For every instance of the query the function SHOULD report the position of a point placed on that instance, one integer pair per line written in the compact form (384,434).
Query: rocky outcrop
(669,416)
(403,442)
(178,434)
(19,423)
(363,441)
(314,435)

····················

(What you should do): Every record must be retyped so that it matches the original exactly.

(Output of the task):
For every instance of the query the function SHOULD report the position of a point placed on that instance, one integer pair per line written in the compact form (384,434).
Query: rocky outcrop
(669,416)
(403,442)
(178,434)
(19,423)
(363,441)
(314,435)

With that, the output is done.